• TASK REQUIREMENTS:
Return the listing word for word, as given.
* START DATA PROVIDED *
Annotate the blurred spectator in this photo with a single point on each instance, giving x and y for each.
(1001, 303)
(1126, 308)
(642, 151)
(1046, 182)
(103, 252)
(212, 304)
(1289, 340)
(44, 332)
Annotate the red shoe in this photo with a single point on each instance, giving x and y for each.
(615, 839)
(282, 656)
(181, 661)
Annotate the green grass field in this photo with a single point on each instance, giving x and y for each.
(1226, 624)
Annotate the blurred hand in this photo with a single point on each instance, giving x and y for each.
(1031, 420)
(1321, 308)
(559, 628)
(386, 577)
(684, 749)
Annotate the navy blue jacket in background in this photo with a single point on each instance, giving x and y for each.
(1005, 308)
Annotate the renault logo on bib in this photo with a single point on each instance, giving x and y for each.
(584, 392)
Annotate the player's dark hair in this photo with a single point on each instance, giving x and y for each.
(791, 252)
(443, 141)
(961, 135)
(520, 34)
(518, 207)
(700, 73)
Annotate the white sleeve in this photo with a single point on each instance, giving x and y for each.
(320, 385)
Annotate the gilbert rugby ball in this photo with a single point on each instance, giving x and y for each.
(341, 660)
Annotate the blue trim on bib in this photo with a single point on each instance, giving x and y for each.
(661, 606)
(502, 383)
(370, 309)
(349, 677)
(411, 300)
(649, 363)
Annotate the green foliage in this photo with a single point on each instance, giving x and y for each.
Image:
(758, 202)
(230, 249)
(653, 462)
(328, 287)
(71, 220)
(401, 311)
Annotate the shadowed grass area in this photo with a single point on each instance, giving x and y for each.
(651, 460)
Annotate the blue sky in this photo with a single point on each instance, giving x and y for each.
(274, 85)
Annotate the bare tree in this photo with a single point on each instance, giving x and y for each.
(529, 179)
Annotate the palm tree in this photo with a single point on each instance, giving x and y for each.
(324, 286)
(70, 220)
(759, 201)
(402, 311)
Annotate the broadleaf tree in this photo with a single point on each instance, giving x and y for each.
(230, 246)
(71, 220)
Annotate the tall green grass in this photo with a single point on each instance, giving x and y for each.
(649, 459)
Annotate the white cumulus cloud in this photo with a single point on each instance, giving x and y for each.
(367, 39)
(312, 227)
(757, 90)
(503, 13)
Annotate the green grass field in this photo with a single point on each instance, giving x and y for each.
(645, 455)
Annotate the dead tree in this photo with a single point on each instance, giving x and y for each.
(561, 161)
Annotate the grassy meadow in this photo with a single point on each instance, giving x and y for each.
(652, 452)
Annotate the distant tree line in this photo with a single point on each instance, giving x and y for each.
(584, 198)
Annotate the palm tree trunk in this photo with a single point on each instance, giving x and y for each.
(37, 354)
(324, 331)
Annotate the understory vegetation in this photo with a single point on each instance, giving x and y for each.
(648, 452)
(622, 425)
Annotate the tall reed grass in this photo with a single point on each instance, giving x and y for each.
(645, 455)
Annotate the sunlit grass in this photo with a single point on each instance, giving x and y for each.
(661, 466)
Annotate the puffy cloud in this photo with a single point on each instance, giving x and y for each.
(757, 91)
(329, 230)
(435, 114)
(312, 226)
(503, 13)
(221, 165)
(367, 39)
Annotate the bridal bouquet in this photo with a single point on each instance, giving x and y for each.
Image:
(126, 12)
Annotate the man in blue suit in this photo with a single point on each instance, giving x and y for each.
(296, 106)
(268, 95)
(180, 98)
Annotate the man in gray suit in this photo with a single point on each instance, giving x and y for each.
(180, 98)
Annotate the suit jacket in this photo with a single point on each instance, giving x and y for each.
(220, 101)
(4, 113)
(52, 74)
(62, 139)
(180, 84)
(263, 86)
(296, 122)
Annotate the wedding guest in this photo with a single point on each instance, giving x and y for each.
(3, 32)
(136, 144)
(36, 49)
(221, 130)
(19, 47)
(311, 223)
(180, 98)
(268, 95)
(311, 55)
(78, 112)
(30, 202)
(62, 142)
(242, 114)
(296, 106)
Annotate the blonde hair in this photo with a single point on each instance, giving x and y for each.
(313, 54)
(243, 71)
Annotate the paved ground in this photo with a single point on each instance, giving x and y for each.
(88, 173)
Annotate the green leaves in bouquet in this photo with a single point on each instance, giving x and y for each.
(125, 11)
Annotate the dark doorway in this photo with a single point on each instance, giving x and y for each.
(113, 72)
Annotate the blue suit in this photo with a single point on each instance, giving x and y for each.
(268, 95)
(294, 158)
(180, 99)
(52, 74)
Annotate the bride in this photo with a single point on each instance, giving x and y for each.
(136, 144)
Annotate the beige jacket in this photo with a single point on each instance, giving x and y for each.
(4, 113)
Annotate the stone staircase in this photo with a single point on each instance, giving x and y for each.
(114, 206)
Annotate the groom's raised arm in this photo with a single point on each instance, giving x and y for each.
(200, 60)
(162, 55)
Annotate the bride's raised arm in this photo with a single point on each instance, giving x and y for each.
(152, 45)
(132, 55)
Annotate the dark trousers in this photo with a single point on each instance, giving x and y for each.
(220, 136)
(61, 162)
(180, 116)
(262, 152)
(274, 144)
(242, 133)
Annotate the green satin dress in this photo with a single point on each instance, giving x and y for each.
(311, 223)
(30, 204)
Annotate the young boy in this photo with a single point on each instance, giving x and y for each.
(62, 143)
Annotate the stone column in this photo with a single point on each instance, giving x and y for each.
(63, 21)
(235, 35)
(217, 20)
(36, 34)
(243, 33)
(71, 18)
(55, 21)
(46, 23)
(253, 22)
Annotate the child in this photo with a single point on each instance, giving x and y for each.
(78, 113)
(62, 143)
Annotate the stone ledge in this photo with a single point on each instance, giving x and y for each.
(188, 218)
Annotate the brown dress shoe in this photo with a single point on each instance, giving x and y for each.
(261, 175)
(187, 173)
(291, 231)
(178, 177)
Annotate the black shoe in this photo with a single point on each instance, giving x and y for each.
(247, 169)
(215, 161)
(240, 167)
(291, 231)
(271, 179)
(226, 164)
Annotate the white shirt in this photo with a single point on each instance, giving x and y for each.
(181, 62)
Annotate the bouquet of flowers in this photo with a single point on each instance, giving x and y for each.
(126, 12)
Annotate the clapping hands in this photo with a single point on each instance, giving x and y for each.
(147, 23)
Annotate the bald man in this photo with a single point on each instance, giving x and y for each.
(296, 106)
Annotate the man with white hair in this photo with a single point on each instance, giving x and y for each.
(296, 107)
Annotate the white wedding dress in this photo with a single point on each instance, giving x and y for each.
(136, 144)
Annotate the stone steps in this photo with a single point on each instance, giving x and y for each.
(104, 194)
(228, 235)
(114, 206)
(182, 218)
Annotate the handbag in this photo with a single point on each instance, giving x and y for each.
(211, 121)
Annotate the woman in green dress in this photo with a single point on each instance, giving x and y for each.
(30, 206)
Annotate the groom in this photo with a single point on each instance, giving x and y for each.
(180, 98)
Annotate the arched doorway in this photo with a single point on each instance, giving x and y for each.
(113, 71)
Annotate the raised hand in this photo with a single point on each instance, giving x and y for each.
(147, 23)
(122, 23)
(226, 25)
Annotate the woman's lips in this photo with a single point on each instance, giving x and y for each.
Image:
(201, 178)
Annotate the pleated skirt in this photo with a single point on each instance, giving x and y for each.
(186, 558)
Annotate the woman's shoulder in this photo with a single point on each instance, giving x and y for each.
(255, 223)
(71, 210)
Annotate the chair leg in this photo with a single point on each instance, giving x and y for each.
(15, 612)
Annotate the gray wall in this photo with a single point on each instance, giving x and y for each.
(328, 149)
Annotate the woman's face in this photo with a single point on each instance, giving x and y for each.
* END DATA PROVIDED *
• WRITTEN SOLUTION:
Annotate the blurred spectator in this photo with a single point on each instance, giving x and y for each.
(1001, 303)
(1126, 308)
(642, 151)
(1046, 182)
(103, 252)
(212, 304)
(1289, 340)
(44, 332)
Annotate the red shoe in this photo with a single point on each instance, giving x and y for each.
(615, 839)
(282, 656)
(181, 661)
Annotate the green grass field in this photo with a single point on each instance, giving x and y for each.
(1226, 624)
Annotate the blurred hand in this photo with a single point on each instance, giving x and y for each.
(1031, 420)
(1321, 308)
(559, 628)
(386, 577)
(684, 749)
Annotate the navy blue jacket in background in this photo with a single point on each instance, giving x and y for each.
(1005, 308)
Annotate the renault logo on bib in this photo with a single point on each instance, giving x and y for each.
(584, 392)
Annotate the player's dark hair in this photo with a single point on each instance, giving x and y for each.
(791, 252)
(443, 141)
(961, 135)
(520, 34)
(518, 207)
(700, 73)
Annotate the white sleeve in this photo with a single point on each instance, giving x and y for each.
(320, 385)
Annotate the gilbert rugby ball in this photo with a single point on each instance, giving x and y for each.
(341, 660)
Annotate the blue trim on bib in this photo with a single point on each instance, giving x and y for each.
(661, 606)
(502, 383)
(370, 309)
(349, 677)
(411, 300)
(649, 363)
Annotate the green foliage in this photo with a single point on each instance, giving x and y for each.
Image:
(758, 202)
(230, 249)
(653, 462)
(328, 287)
(71, 220)
(401, 311)
Annotate the shadowed grass area in this photo with a single point on each instance, giving x and y for each.
(651, 460)
Annotate the blue sky in this photo with a single point on each instance, giving x and y for each.
(274, 85)
Annotate the bare tree in this photo with a single point on each instance, giving x and y for each.
(529, 179)
Annotate the palm tree in this photo with a single point on each instance, giving x and y for each.
(324, 286)
(70, 220)
(759, 201)
(402, 311)
Annotate the broadleaf tree in this photo with a single point on each instance, giving x and y for each.
(230, 246)
(71, 220)
Annotate the tall green grass in this photo with a single point on each instance, giving x and y for each.
(649, 459)
Annotate the white cumulus cloud in this photo with a single point on each instance, giving x and y for each.
(367, 39)
(312, 227)
(757, 90)
(503, 13)
Annotate the green grass field in this photo with a single point on each instance, giving x and y for each.
(645, 455)
Annotate the dead tree in this photo with a single point on each instance, giving x and y for each.
(561, 161)
Annotate the grassy meadow in this photo with a single point on each instance, giving x and y for each.
(652, 452)
Annotate the distant tree line in this photo with a single point on each instance, giving x and y for each.
(584, 198)
Annotate the palm tree trunk in this photo with a single point on each instance, giving x and y for each.
(37, 354)
(324, 331)
Annotate the understory vegetation in this photo with a single point on each instance, giving x and y for each.
(648, 452)
(622, 425)
Annotate the tall reed grass in this photo with a single point on each instance, giving x and y for each.
(645, 455)
Annotate the sunlit grass in this photo with a single point on each instance, giving x and y for each.
(661, 466)
Annotate the puffy cloud in this photo with a single point on each instance, giving x and y for each.
(757, 91)
(329, 230)
(435, 114)
(312, 226)
(503, 13)
(221, 165)
(367, 39)
Annotate the bridal bouquet in this photo with a single point on each instance, giving x and y for each.
Image:
(126, 12)
Annotate the man in blue suit in this photo with a single point on each instance, giving x and y for each.
(296, 106)
(268, 95)
(180, 98)
Annotate the man in gray suit in this photo with a single point on each instance, giving x and y for each.
(180, 98)
Annotate the suit jacket in this photo with a single point on each instance, giving x and y for each.
(220, 101)
(4, 113)
(52, 74)
(62, 139)
(180, 84)
(263, 86)
(296, 122)
Annotate the wedding guest in this photo with a single point on each instance, giving x and y for each.
(3, 32)
(136, 144)
(36, 49)
(221, 130)
(19, 47)
(311, 223)
(180, 98)
(268, 95)
(311, 55)
(78, 112)
(30, 202)
(62, 142)
(242, 114)
(296, 106)
Annotate the blonde hair in this photo with a single point on each instance, giving x and y for each.
(313, 54)
(243, 71)
Annotate the paved ground in this photo with a single point on each instance, giving x and y for each.
(88, 173)
Annotate the green leaves in bouquet in this photo with a single point on each instance, giving x and y for each.
(125, 11)
Annotate the dark doorway in this photo with a single point on each instance, giving x and y for each.
(113, 72)
Annotate the blue suit in this photo with a single point on each instance, giving x and y for each.
(268, 95)
(294, 158)
(180, 99)
(52, 74)
Annotate the bride in this photo with a single point on each instance, giving x and y for each.
(136, 144)
Annotate the beige jacket in this photo with a single point on each instance, giving x and y for each.
(4, 113)
Annotate the stone staircase in this photo with a single point on each instance, giving x and y for each.
(114, 206)
Annotate the groom's raised arm in this photo with a single point on each instance, giving x and y for each.
(200, 60)
(162, 55)
Annotate the bride's raised arm in this photo with a single point on each instance, giving x and y for each.
(152, 45)
(132, 55)
Annotate the dark trousers in this photo with a single point on each instance, giving x and y for each.
(220, 136)
(61, 162)
(180, 116)
(262, 152)
(274, 144)
(242, 133)
Annotate the green satin dress in this photo with a single point on each instance, giving x and y for each.
(311, 223)
(30, 204)
Annotate the young boy in this photo with a single point on each instance, giving x and y for each.
(62, 143)
Annotate the stone column in this photo with a single point on each instance, giving x and y for each.
(63, 21)
(235, 35)
(217, 20)
(36, 34)
(243, 33)
(71, 18)
(55, 21)
(46, 23)
(253, 22)
Annotate the child in this photo with a single point on each instance, giving x and y for each.
(78, 113)
(62, 143)
Annotate the stone ledge in this photo with a single point on each instance, giving x and y for each.
(188, 218)
Annotate the brown dress shoe in this photo with a single point on each instance, giving x and y for each.
(261, 175)
(187, 173)
(291, 231)
(178, 177)
Annotate the black shoe in this photo with a single point on each instance, giving x and y for each.
(247, 169)
(215, 161)
(240, 167)
(291, 231)
(271, 179)
(226, 164)
Annotate the white shirt in this photo with a single point on each instance, giving x and y for each.
(181, 62)
Annotate the bouquet of flowers in this photo with a single point on each instance, giving x and y for each.
(126, 12)
Annotate the clapping hands in this photo with a single point on each instance, giving x and y for each.
(147, 23)
Annotate the bald man in this photo with a single point on each instance, giving x and y for each.
(296, 106)
Annotate the man with white hair in this photo with a single point on each instance, giving x and y for each.
(296, 107)
Annotate the white wedding dress in this photo with a single point on each instance, giving x and y for each.
(136, 144)
Annotate the stone steps in this photo with a single point on each instance, giving x and y for each.
(104, 194)
(228, 235)
(114, 206)
(182, 218)
Annotate the handbag in this photo with a single point on each instance, giving x and y for each.
(211, 121)
Annotate the woman in green dress in this photo with a single point on each instance, giving x and y for each.
(30, 206)
Annotate the groom in this photo with a single point on each instance, giving x and y for each.
(180, 98)
Annotate the arched doorway in this photo with a single point on each instance, giving x and y for each.
(113, 71)
Annotate the raised hand in this photo with a single point on each instance, giving x and y for each.
(147, 23)
(122, 23)
(226, 25)
Annotate the woman's lips in this photo with a single point on each instance, giving x and y for each.
Image:
(201, 178)
Annotate the pleated skirt in this photo with a single point on each instance, giving x and y for each.
(186, 558)
Annotate the woman's shoulder in this photo with a single point on each instance, giving x and y for each.
(255, 223)
(71, 210)
Annotate the chair leg in this photo with a single point on each instance, giving x and y for each.
(15, 612)
Annotate the gray wall in this photo with a single point on each instance, giving x and y for each.
(328, 149)
Annotate the woman's face in this photo with a single point on each instance, giving x and y for each.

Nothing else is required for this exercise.